- [Instructions for the task] Put these records into a Markdown table, with one row for each line and the blank lines skipped, using a Number column for the row number and a Record line column for the line itself. Omit the pictures from the table.

Named region outline records:
━━━━━━━━

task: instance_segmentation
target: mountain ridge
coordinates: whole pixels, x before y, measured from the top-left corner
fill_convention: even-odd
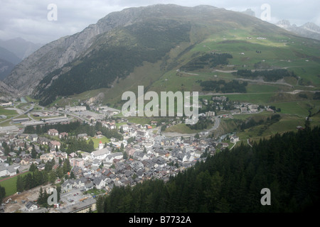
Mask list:
[[[148,31],[141,26],[144,23],[148,25],[145,27]],[[189,40],[181,40],[185,43],[184,50],[178,50],[177,47],[180,45],[176,41],[180,39],[176,37],[175,29],[178,31],[188,23],[191,27],[188,32],[183,32],[183,35],[186,37],[183,38],[186,38],[188,35]],[[154,61],[161,60],[162,69],[173,69],[179,67],[185,60],[183,55],[213,33],[221,33],[223,35],[226,31],[240,28],[245,30],[250,35],[255,34],[261,36],[272,33],[287,37],[292,35],[285,30],[259,18],[214,6],[186,7],[158,4],[129,8],[109,13],[97,23],[90,25],[80,33],[61,38],[43,46],[18,64],[4,82],[18,89],[19,95],[32,94],[39,99],[46,99],[44,103],[48,104],[59,96],[69,96],[103,87],[98,82],[92,85],[92,80],[98,78],[92,74],[95,71],[99,72],[96,74],[101,76],[109,71],[113,70],[114,73],[117,73],[119,70],[124,70],[119,75],[114,74],[109,78],[105,87],[112,89],[132,73],[134,68],[141,66],[142,62],[148,61],[148,58],[145,58],[147,56],[146,55],[158,55],[157,51],[162,48],[162,54],[154,57],[151,62],[155,63]],[[161,29],[164,31],[163,34],[160,33]],[[141,35],[142,33],[137,33],[137,31],[144,35]],[[156,35],[156,38],[149,37],[150,33]],[[164,35],[167,35],[166,38]],[[171,43],[170,39],[172,39]],[[142,40],[144,43],[141,42]],[[134,51],[132,52],[134,49]],[[122,50],[118,51],[119,50]],[[170,54],[173,50],[178,51],[174,57]],[[132,60],[124,60],[127,57],[124,54],[125,51],[127,54],[128,51],[131,51],[132,57],[132,57],[134,58]],[[119,52],[122,52],[122,56],[118,55]],[[118,56],[117,59],[111,57],[112,55]],[[103,61],[106,56],[110,56],[109,62]],[[95,62],[93,61],[94,59]],[[134,60],[136,62],[132,63]],[[106,65],[110,62],[112,62],[114,65],[119,65],[118,70],[114,71],[115,67],[107,69]],[[121,64],[124,62],[127,62],[124,65],[126,67],[132,63],[133,67],[121,69]],[[169,67],[164,67],[166,65]],[[87,84],[79,80],[80,78],[85,79],[86,74],[90,74],[91,76],[87,78]],[[80,77],[75,79],[75,77],[70,77],[71,74],[80,75]],[[104,77],[100,78],[105,79]],[[75,82],[82,82],[85,85],[90,85],[91,83],[92,86],[86,88],[87,89],[82,88],[82,90],[77,90],[70,83],[73,79],[75,79]],[[114,83],[115,82],[117,82]],[[53,85],[54,86],[52,87]],[[57,89],[60,90],[60,93],[57,92]]]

━━━━━━━━

- [Completed exercise]
| Number | Record line |
|---|---|
| 1 | task: instance_segmentation |
| 2 | target: mountain ridge |
| 3 | coordinates: whole pixels, x before y, measured from the top-left corner |
| 4 | fill_convention: even-odd |
| 5 | Mask list: |
| 6 | [[[148,31],[141,26],[144,23],[148,25],[145,27]],[[189,40],[181,40],[185,43],[184,50],[178,50],[177,47],[180,45],[176,41],[180,39],[176,37],[175,29],[178,31],[188,23],[191,27],[188,32],[183,32],[183,35],[186,37],[183,38],[186,38],[188,35]],[[154,61],[161,60],[162,69],[173,69],[179,67],[185,60],[183,55],[213,33],[221,33],[223,35],[226,31],[240,28],[245,30],[250,35],[255,34],[261,36],[272,33],[287,37],[292,35],[285,30],[259,18],[214,6],[186,7],[158,4],[129,8],[109,13],[97,23],[90,25],[80,33],[61,38],[43,46],[18,64],[4,82],[18,89],[19,95],[32,94],[39,99],[46,99],[44,103],[48,104],[59,96],[69,96],[103,87],[98,82],[92,85],[92,80],[98,78],[92,74],[95,71],[99,72],[96,74],[101,76],[109,71],[113,70],[114,73],[117,73],[119,70],[124,70],[119,75],[114,74],[109,78],[105,87],[112,89],[132,73],[134,68],[141,66],[142,62],[148,61],[148,58],[145,58],[147,56],[146,55],[158,55],[157,51],[162,48],[162,54],[154,57],[151,62],[155,63]],[[161,29],[164,31],[163,34],[160,33]],[[141,35],[142,33],[137,33],[137,31],[144,35]],[[156,35],[156,38],[149,37],[150,33]],[[164,35],[167,35],[166,38]],[[171,43],[170,39],[172,39]],[[142,40],[144,43],[141,42]],[[134,51],[132,52],[134,49]],[[122,50],[118,51],[119,50]],[[170,54],[173,50],[178,51],[174,57]],[[132,60],[124,60],[127,57],[124,54],[125,51],[127,54],[128,51],[131,51],[132,57],[132,57],[134,58]],[[119,52],[122,52],[122,56],[118,55]],[[118,56],[117,59],[111,57],[112,55]],[[103,61],[106,56],[110,56],[109,62]],[[95,62],[93,61],[94,59]],[[134,60],[136,62],[132,63]],[[106,65],[110,62],[112,62],[114,65],[119,65],[118,70],[114,71],[115,67],[107,69]],[[121,64],[124,62],[127,62],[124,65],[126,67],[132,63],[133,67],[121,69]],[[169,67],[164,67],[166,65]],[[87,84],[79,80],[80,78],[85,79],[86,74],[90,74],[91,76],[87,78]],[[80,77],[75,79],[75,77],[70,77],[71,74],[80,75]],[[104,77],[100,78],[105,79]],[[75,82],[82,82],[85,85],[90,85],[91,83],[92,86],[86,88],[87,89],[82,88],[82,90],[77,90],[70,83],[73,79],[75,79]],[[114,83],[115,82],[117,82]],[[53,85],[54,86],[52,87]],[[57,89],[60,90],[60,93],[57,92]]] |